_PASSAGE GIVEN_

○ ○ ○ ○ ○

# sealant to stop fuel line leakage from tanks



## wa5ngp (Aug 14, 2010)

I am having some problems with fuel leakage on my 2 cycle tanks where the fuel line goes into the plastic tank. It seems like with age the fuel line gets harder and contracts then I have fuel seepage at that location. In particular this is on string trimmers.

Any ideas for applying a sealant, what kind, liquid tape, silcon (hope not) gasket sealer, JBWeld etc. This may be difficult to seal off with the presence of gas and oil on the surface of this plastic tank that would make most sealers not effective. 

Just thought I'd ask before I start trying random sealant/glues.

tks
don


----------



## usmcgrunt (Sep 16, 2007)

I have read that some people have successfully used a product called "Seal All" on gas tank leaks. If your fuel lines have shrunk to the point of causing leaks, it is time for new lines. This is the when the line starts to disintegrate and pieces start to plug the small passages in the carb and the fuel filter will break off the end of the lines. The new lines will last a number of years and for the $2-$3, it is cheap insurance against leaks or fire. Just my opinion.


----------



## wa5ngp (Aug 14, 2010)

I hear you,

the line is only a year old, but replacing fuel line is cheaper than a sealer although fishing it thru that tank can be a pita. Besides, I have just started buying AVGAS (no alcohol), it will be interesting to see if the fuel line lasts longer with the AVGAS.

BTW, I was down at the coast fishing, and they have a pump that sells fuel guranteed not to have alcohol. All the boats use it down there. For now I just drive over to the local airport and its also high octane.


----------



## wa5ngp (Aug 14, 2010)

Liquid tape does not work. I had some and tried it but it did not stay attached once gasoline got around it.

Don


----------



## geogrubb (Jul 28, 2006)

I have had good luck by replacing the clear plastic lines with Stihl rubber line, it is a little larger than the plastic line, I was told the plastic is 5mm and the rubber is 6mm which creates a tighter fit. Have a good one. Geo


----------



## jerrymc39 (Nov 12, 2014)

I have used "seal all" Oil & Gas adhesive but you must be sure the area to be sealed is free of oil and gas. I used alcohol to clear the area after cleaning with carb cleaner. Let the sealall set overnight and then apply a layer of E6000 sealant over the seal-all and let that set overnight. I have had success with that application on plastic fuel tanks.


----------

○ ○ ○ ○ ○

_AIM OF THE EXERCISE_
According to the fuel-line leak thread, why did swapping the clear plastic lines for Stihl rubber line help? Answer in one to three sentences. Rely only on the fuel-line leak thread above.

○ ○ ○ ○ ○

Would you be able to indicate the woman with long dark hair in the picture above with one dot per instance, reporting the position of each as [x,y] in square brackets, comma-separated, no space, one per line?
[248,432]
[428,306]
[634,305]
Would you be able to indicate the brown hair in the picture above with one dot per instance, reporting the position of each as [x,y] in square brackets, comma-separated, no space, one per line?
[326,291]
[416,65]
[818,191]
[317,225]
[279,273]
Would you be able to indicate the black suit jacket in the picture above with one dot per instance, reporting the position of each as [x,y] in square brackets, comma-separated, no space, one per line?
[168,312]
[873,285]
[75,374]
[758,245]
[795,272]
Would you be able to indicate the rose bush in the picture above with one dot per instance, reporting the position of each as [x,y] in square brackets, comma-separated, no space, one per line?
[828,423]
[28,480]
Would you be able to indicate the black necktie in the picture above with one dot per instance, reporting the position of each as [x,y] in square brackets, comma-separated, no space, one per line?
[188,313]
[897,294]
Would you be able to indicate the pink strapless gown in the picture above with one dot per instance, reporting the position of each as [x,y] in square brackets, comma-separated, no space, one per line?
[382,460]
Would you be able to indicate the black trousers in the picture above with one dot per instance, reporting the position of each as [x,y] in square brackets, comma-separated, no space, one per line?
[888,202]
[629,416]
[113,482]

○ ○ ○ ○ ○

_WRITTEN ANSWER_
The Stihl rubber line is a little larger than the clear plastic line. It is reportedly 6mm against the plastic's 5mm, so it makes a tighter fit.